Consigne écrite →
Selon le texte sur le soulèvement, qu'est-ce qui distingue un leader d'un représentant ?

La formation d’un gouvernement capable de gérer la crise, c’est-à-dire avant tout d’arrêter ses dégâts, puis la sortie de crise, pour que l’économie trouve un équilibre qu’elle n’a pas connu depuis longtemps, est une priorité absolue.

Nous devons également exiger la tenue immédiate d’une séance parlementaire extraordinaire où toutes, je répète: toutes, les lois relatives à la transparence et à la lutte contre la corruption doivent être votées, sans interruption ni répit.

Si nécessaire, nous fournirons nous-même des sandwiches et de l’eau aux députés. Mais ils n’auront pas le droit de quitter le Parlement avant que toutes ces lois soient adoptées.

En attendant, mabrouk à toutes et à tous pour cette seconde victoire!


1er novembre: L'importance de se choisir des représentants

Comme nombre d’entre nous ne cessent de le répéter, le soulèvement n’a pas besoin de leaders. Et ce, pour deux raisons principales:
- La multitude a démontré une maturité difficile à trouver chez les individus pris séparément.
- Il est beaucoup plus facile de corrompre un individu qu’une multitude.

Mais si le soulèvement n’a pas besoin de leaders, il a un besoin urgent de représentants. La différence entre leader et représentant est de taille. Le premier parle à notre place, alors que le second parle en notre nom.

Après la démission du gouvernement et le discours du président qui reprend les grandes lignes de nos revendications, le temps n’est plus aux slogans, mais aux actes.

À terme, il serait fatal au soulèvement de toujours réclamer, dénoncer, exiger, et attendre que les solutions viennent des politiques. Depuis 15 jours, nous ne sommes plus des spectateurs passifs, mais des acteurs principaux du destin de notre pays. Il est temps de le réaliser pleinement et d’agir en conséquence.

La pression de la rue doit persister. Les places publiques doivent continuer à grouiller de monde et à être des lieux d’échanges et de débats. Mais ce n’est plus suffisant. Les manifestants devraient se structurer en groupes, selon les critères qui leur conviennent, et se choisir des représentants.

Section des données →
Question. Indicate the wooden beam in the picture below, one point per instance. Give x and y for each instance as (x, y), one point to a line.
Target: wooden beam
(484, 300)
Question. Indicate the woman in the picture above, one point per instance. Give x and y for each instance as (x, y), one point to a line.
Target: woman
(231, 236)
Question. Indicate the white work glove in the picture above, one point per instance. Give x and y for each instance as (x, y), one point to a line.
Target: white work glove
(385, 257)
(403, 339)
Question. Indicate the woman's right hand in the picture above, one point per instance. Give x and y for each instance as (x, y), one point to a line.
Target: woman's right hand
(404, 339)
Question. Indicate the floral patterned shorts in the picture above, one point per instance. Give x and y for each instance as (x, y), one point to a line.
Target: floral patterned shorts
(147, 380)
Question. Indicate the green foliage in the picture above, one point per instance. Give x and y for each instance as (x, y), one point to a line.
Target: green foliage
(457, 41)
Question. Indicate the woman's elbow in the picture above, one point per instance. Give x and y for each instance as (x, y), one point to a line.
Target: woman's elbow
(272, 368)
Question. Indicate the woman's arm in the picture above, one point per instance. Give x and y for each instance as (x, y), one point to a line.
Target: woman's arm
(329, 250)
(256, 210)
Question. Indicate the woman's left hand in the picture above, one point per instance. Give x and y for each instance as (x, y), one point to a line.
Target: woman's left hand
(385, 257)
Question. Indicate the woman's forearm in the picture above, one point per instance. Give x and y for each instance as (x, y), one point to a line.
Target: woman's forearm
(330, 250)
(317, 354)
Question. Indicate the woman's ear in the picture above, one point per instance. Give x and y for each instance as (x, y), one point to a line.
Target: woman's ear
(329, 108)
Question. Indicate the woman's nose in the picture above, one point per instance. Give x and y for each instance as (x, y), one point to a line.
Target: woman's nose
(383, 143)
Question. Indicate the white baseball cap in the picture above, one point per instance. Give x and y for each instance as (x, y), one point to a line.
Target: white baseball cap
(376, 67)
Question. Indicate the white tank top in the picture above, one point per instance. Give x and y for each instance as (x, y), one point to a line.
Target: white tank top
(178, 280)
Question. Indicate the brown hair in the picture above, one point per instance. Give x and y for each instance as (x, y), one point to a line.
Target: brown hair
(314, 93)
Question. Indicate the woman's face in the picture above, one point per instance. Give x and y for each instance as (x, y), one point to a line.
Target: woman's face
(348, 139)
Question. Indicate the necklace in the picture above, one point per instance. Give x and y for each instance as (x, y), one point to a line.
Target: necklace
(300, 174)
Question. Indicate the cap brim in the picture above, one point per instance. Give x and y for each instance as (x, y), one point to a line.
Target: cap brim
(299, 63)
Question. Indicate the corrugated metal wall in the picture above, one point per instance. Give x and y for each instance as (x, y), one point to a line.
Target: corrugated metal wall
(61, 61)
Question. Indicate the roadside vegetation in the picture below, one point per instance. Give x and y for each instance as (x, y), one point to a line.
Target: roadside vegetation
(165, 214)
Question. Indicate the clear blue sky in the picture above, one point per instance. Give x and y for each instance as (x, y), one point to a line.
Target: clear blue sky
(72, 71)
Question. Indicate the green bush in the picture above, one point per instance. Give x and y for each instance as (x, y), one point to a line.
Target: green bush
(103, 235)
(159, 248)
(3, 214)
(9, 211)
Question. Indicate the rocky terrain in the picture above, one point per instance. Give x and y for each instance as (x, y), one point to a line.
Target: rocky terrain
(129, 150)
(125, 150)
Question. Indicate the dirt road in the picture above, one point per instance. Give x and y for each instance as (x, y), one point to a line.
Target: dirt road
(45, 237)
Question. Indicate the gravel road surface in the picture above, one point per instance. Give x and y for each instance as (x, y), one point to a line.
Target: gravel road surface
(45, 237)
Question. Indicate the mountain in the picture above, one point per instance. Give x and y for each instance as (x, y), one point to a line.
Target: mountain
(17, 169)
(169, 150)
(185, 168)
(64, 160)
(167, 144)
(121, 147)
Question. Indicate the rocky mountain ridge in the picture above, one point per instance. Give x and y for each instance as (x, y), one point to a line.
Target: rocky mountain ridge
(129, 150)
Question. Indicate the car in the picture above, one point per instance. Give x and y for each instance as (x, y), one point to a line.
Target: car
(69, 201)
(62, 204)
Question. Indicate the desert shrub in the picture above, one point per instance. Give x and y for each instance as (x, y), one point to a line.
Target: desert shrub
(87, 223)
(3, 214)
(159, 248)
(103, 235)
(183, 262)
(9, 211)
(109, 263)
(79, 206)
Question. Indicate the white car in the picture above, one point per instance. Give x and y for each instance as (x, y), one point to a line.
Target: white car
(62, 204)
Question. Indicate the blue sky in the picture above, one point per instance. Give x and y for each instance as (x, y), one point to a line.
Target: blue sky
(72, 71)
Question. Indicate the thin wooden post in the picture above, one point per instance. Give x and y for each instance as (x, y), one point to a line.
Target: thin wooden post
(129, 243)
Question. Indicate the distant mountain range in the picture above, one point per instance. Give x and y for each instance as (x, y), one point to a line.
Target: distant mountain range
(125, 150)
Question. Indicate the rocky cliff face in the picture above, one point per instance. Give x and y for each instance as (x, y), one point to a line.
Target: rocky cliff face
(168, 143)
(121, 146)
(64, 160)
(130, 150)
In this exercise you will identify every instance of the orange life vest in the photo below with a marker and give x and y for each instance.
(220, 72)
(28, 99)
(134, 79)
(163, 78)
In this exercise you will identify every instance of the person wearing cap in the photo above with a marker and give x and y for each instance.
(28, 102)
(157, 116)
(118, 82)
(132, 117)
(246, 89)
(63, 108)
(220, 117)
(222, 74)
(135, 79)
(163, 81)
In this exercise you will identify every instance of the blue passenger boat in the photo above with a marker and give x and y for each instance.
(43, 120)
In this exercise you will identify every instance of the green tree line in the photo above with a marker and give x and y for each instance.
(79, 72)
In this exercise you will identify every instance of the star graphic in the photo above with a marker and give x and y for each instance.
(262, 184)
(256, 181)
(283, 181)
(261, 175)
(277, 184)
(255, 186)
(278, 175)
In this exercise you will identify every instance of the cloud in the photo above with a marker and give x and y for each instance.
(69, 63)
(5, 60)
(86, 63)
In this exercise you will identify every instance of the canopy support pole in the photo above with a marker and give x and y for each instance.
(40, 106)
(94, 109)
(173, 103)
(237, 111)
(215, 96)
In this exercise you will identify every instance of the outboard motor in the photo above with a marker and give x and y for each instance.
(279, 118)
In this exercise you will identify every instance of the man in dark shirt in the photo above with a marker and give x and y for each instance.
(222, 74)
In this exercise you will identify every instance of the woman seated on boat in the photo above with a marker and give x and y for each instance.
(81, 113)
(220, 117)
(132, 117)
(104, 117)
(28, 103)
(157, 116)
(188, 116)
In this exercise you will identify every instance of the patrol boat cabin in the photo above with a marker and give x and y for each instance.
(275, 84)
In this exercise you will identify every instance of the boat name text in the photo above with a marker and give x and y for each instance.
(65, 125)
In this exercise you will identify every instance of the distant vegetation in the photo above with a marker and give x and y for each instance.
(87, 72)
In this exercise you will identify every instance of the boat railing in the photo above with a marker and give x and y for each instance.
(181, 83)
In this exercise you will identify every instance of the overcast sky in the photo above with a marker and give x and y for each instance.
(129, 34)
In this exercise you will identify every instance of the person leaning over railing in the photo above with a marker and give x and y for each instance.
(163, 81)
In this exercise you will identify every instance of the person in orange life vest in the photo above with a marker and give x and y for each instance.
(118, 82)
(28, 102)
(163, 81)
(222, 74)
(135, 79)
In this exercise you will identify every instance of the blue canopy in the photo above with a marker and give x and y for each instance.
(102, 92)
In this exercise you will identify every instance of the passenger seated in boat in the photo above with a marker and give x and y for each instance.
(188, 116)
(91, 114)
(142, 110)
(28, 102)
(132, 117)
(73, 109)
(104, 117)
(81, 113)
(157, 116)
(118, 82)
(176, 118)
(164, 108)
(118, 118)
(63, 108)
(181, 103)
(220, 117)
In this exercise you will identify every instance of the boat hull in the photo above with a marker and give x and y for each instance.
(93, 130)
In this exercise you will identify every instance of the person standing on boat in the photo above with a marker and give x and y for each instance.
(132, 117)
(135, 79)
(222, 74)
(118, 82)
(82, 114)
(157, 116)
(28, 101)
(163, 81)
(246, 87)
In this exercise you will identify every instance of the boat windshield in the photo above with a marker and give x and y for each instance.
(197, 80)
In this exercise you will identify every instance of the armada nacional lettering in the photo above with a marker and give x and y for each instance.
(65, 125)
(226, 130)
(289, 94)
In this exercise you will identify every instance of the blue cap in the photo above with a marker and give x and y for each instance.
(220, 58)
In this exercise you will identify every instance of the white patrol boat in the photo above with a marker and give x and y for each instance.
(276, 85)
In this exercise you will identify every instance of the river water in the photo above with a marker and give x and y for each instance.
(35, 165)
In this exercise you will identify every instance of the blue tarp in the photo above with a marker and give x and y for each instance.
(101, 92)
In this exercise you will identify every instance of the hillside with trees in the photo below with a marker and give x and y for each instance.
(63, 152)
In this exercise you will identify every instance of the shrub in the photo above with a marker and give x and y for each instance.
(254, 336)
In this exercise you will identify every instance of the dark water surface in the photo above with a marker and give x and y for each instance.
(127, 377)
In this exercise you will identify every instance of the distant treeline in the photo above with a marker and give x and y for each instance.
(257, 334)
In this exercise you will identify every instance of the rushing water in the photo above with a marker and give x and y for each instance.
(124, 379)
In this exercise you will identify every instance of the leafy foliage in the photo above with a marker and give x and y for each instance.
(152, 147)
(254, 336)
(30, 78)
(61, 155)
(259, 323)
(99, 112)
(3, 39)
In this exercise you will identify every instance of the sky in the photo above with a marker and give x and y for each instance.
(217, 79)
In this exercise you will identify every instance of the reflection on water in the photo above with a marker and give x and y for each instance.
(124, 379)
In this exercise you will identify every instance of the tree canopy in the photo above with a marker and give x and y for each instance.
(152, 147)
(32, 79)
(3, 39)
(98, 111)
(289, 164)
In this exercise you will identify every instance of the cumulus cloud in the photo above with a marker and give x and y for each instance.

Réponse à l'exercice →
Le leader parle à notre place, alors que le représentant parle en notre nom.